▶ [EXERCISE PASSAGE]

● ● ● ●

MEDAL Events MEDAL Summer School in Computational Modelling

MEDAL Summer School in Computational Modelling

University of Birmingham

The 2025 summer school will take place in Birmingham between the 23rd and 27th of June.

Registrations have closed!

If you do not need a visa to enter the UK, you can still register with the above link, and you will automatically be put on a waiting list.

Important announcements:

  • Visas:  The registration list for those who need a visa application letter from the University of Birmingham is closed now!
  • Consortium: If you're affiliated to one of our partnering Universities/Research Institutes, then please register before the 31st of January (or before registration is full) to safe a spot in this years summer school!
  • Others: If you are not affiliated to one of our partnering Universities and registered after the 6th of January, you will be placed on a waiting list.

Join us this summer in the vibrant city of Birmingham for an immersive journey into the exciting world of Computational Modelling for the language sciences! This program offers an unparalleled opportunity to deepen your expertise and network with leading scholars.

🔍 What to Expect:

  • Inspiring Keynotes: Gain insights into the latest advancements from top researchers.
  • Expert-Led Workshops: Learn from renowned academics on topics like LDL Models, LLM for linguists, NDL algorithm, Construction Grammar: LLMs, child language modelling, computational approaches to language evolution. More will be added!
  • Hands-On Labs: Get practical experience with cutting-edge methods.
  • Individual Consultation Sessions: Get personalized insights and hands-on guidance in a one-on-one session with the plenary or workshop instructor, tailored to your learning goals!

👩‍💻 Who Should Attend?

  • The talks and workshops are designed for beginners as well as advanced learners.

● ● ● ●

▶ [PROVIDED MATERIAL]

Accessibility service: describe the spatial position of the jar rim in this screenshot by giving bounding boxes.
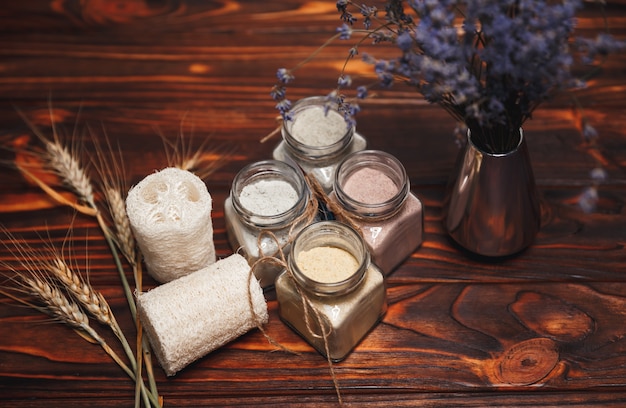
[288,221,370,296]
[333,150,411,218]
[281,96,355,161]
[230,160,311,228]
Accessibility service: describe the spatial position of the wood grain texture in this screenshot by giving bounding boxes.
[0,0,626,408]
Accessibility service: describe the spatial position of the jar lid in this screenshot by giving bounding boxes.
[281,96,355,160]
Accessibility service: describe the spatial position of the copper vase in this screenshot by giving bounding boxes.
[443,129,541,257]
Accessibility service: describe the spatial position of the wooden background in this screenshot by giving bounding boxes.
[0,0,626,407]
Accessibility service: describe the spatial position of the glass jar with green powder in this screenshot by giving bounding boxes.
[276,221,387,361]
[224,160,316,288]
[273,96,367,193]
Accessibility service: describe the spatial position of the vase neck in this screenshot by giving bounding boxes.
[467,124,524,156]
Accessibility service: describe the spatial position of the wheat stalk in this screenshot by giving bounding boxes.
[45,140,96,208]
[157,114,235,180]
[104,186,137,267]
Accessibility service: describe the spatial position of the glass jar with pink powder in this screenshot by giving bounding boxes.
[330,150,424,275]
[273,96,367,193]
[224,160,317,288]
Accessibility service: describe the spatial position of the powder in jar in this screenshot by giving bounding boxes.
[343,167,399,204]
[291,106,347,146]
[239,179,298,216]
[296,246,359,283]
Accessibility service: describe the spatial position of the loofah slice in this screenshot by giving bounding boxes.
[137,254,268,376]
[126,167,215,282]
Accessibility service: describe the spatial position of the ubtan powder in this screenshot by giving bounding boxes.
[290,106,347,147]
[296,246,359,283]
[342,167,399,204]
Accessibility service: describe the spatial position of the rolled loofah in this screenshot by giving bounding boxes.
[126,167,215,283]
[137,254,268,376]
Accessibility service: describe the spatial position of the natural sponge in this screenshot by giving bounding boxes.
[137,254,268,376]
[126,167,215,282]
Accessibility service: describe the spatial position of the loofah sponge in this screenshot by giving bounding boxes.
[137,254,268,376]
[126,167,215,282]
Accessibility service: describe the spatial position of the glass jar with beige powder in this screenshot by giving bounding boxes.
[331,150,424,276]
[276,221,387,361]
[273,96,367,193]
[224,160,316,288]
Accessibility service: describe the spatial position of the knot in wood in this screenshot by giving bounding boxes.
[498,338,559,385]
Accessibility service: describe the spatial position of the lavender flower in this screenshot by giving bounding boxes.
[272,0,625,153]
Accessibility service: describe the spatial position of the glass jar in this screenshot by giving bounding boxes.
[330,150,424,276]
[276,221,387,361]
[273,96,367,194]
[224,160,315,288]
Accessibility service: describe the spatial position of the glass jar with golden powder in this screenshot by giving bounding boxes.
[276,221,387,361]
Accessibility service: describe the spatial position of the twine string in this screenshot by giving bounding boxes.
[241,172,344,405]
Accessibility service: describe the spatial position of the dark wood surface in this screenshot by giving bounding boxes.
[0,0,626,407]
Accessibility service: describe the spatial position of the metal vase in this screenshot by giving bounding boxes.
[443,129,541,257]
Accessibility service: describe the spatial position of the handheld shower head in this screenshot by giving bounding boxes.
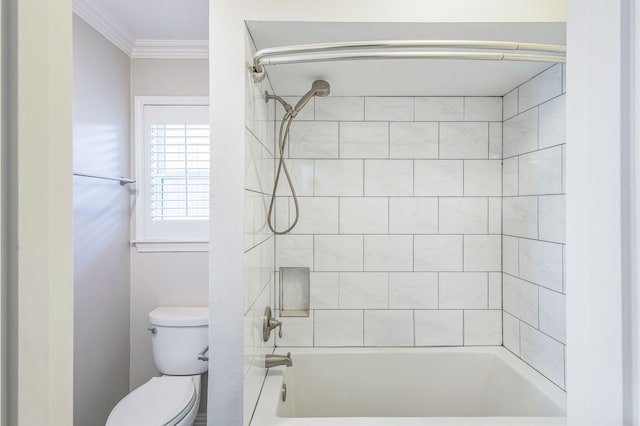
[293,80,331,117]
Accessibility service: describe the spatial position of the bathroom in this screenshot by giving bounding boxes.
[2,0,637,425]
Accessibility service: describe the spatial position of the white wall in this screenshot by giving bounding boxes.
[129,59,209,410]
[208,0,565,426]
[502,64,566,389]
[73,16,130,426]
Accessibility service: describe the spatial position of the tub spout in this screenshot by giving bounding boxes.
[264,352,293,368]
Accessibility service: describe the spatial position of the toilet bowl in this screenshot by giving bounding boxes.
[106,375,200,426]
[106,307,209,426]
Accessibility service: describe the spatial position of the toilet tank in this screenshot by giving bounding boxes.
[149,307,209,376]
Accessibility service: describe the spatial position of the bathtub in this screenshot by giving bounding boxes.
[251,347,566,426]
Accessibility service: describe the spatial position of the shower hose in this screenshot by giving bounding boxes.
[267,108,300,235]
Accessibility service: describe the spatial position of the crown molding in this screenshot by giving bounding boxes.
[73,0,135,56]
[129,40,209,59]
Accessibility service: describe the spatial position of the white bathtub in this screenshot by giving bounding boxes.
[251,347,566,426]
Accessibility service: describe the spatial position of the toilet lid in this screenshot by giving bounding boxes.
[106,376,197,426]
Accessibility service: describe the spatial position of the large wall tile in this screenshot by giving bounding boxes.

● ● ● ●

▶ [QUESTIONS ON THE MATERIAL]
• 1. Write out the portion of the summer school page from "MEDAL Events MEDAL" up to and including "put on a waiting list.", with no changes.
• 2. Summarize the summer school page in two sentences.
• 3. Resume the summer school page after its final sentence and keep writing.

▶ [RESPONSES PER TASK]
• 1.
MEDAL Events MEDAL Summer School in Computational Modelling

MEDAL Summer School in Computational Modelling

University of Birmingham

The 2025 summer school will take place in Birmingham between the 23rd and 27th of June.

Registrations have closed!

If you do not need a visa to enter the UK, you can still register with the above link, and you will automatically be put on a waiting list.

• 2. The MEDAL Summer School in Computational Modelling will take place at the University of Birmingham from June 23 to 27, 2025, and registrations have closed, though people who do not need a visa can still register and join a waiting list. The program offers keynotes, expert-led workshops, hands-on labs, and individual consultation sessions, with talks and workshops designed for both beginners and advanced learners.

• 3.
  • Beginners are supported during the first, set up day, where we help with the equipment and software installation.  

The summer school will consist of a keynote session and classes about either Python for linguists, Consultations and Poster Presentations each day. On four days parallel workshops will be given that you can choose from such as:

  • LLMs for linguists
  • LDL
  • Construction Grammar: LLMs
  • Computational models for L1/L2
  • Multimodal interaction
  • Language evolution

After the workshops, each day will be wrapped up by social activities.

The programme is now available, however more workshops will be added soon! Check the programme page for updates and changes. 

Workshops and social events

Detailed information about the workshops and social events will be published here.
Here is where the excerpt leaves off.